■ **Goal**: Extract the lines of the items from the line containing "outline **green building**" down to the line containing "M125 66L125 88L136", including both of those lines, and reproduce them without changing a single character.

■ **Exercise materials**:
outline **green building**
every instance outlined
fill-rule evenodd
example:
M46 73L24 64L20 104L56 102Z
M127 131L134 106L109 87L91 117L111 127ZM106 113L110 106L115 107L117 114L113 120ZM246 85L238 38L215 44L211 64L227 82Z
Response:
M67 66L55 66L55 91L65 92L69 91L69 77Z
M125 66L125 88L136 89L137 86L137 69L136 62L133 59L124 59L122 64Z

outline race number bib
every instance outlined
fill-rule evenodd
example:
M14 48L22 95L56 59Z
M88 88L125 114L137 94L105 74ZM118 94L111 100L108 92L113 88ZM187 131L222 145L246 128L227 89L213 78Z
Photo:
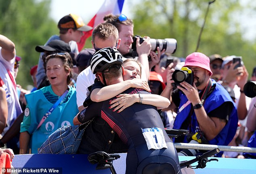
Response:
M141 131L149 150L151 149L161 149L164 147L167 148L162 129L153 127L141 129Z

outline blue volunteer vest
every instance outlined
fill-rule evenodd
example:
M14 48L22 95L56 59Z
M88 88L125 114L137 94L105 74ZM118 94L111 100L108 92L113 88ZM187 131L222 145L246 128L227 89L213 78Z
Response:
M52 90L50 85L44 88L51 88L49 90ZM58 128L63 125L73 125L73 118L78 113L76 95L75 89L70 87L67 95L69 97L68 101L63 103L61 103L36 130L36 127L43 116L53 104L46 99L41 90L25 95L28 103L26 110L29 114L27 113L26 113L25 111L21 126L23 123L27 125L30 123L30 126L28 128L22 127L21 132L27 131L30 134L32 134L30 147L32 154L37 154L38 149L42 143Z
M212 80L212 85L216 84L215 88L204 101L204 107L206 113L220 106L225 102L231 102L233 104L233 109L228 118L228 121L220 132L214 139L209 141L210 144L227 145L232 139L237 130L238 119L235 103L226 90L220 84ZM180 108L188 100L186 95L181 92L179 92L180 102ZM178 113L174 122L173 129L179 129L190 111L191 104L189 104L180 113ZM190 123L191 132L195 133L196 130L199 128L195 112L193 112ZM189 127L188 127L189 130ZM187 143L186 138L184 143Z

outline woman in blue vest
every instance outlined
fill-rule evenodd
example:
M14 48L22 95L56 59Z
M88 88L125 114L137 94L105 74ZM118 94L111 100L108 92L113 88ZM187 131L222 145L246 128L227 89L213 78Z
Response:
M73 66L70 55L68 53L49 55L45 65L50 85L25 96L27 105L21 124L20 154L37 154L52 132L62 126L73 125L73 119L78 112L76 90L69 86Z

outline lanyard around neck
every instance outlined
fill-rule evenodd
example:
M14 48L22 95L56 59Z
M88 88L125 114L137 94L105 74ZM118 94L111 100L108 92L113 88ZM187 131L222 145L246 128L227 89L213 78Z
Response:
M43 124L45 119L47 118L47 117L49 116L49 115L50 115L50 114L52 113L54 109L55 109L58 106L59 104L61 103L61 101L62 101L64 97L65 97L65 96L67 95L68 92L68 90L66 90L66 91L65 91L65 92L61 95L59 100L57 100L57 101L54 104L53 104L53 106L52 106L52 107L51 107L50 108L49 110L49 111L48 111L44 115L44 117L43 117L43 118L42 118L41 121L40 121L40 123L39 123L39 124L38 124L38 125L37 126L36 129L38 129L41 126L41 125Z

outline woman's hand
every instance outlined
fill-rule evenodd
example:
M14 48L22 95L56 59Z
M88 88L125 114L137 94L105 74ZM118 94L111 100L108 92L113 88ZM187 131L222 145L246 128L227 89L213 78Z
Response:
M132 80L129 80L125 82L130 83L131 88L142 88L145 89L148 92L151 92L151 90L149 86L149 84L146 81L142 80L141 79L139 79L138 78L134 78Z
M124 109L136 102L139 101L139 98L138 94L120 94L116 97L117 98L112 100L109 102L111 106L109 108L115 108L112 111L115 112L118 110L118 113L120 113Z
==
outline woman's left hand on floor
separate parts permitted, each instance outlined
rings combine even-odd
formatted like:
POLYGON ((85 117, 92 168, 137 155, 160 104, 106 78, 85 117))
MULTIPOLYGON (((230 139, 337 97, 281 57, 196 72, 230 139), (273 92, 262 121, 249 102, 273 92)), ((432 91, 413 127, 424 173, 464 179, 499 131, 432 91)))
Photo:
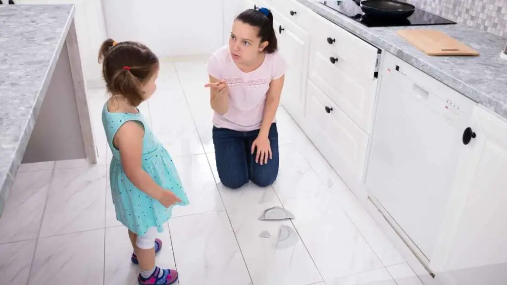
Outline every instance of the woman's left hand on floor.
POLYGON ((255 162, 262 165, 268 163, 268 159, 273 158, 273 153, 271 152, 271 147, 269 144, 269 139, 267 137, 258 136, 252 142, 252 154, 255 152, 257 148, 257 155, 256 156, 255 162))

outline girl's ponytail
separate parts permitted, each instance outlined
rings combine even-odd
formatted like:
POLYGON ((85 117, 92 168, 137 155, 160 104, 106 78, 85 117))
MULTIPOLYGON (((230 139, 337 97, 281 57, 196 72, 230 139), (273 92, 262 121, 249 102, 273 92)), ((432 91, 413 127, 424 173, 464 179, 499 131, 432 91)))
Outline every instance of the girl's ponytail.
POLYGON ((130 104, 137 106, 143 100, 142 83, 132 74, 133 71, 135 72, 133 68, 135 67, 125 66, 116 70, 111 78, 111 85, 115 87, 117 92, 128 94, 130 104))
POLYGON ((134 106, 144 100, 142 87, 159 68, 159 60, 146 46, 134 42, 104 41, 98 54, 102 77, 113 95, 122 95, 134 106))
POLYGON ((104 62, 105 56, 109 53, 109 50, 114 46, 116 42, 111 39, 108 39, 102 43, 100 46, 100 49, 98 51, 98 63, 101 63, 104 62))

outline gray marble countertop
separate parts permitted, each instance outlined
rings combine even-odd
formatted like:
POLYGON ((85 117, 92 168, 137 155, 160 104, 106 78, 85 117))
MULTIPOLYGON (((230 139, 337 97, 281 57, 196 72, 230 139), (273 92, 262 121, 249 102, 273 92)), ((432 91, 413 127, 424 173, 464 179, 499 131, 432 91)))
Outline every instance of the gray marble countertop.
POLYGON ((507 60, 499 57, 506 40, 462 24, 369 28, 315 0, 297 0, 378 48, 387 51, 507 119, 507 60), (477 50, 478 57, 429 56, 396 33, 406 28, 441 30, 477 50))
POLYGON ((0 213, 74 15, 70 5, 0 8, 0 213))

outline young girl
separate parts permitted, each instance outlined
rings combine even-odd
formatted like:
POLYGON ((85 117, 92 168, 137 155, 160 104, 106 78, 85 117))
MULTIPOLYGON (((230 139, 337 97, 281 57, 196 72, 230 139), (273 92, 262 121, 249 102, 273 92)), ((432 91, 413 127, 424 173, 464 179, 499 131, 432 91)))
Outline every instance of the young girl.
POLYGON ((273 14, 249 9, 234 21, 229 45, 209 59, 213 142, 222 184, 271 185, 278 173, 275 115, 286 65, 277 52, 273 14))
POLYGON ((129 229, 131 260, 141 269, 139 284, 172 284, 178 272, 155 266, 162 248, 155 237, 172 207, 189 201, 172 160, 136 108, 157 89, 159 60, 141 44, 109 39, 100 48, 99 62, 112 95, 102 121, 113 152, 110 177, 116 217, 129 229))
* * *
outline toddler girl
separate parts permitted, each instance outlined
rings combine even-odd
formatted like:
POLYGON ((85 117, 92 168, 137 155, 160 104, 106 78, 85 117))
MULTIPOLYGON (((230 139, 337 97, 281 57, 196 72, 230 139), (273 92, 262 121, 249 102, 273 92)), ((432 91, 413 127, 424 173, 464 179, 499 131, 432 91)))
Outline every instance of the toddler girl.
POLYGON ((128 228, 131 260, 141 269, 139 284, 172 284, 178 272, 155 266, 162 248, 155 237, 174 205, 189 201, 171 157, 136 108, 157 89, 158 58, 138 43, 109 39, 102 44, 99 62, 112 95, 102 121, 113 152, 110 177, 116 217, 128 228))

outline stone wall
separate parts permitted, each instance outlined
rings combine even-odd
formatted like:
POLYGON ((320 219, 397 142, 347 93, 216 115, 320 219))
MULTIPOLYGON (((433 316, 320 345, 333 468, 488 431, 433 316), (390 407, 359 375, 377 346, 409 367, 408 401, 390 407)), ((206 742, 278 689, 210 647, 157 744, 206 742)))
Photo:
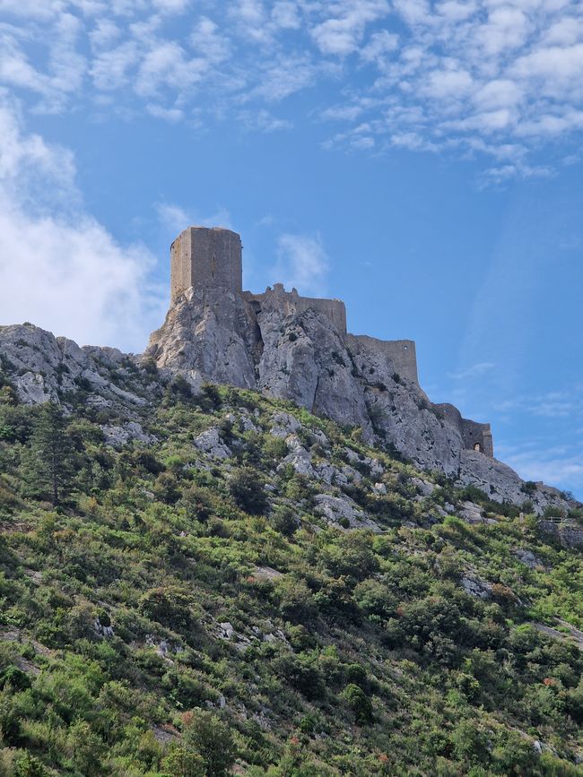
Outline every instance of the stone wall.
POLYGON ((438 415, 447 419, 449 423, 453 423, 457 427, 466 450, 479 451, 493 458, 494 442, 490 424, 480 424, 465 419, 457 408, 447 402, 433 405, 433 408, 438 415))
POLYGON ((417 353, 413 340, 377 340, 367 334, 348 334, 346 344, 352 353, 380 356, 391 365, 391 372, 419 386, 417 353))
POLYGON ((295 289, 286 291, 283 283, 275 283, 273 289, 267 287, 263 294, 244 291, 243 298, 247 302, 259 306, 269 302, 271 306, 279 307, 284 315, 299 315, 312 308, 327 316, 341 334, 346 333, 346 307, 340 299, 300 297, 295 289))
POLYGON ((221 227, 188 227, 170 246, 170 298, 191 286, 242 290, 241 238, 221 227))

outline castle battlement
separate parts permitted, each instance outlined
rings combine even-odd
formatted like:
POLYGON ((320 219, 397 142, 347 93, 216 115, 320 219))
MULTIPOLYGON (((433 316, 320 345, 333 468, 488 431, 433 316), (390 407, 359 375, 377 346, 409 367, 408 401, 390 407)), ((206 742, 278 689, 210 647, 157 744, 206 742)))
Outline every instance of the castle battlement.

■ **Complete answer**:
outline **green building**
every instance outlined
fill-rule evenodd
example:
M46 73L24 64L20 104L56 102Z
M127 131L134 106L109 87L91 117L111 127ZM106 113L110 106L115 107L117 114L113 120ZM246 85L238 38L215 44L211 64L227 82Z
Response:
M67 66L55 66L55 91L65 92L69 91L69 77Z
M125 66L125 88L136 89L137 86L137 69L136 62L133 59L124 59L122 64Z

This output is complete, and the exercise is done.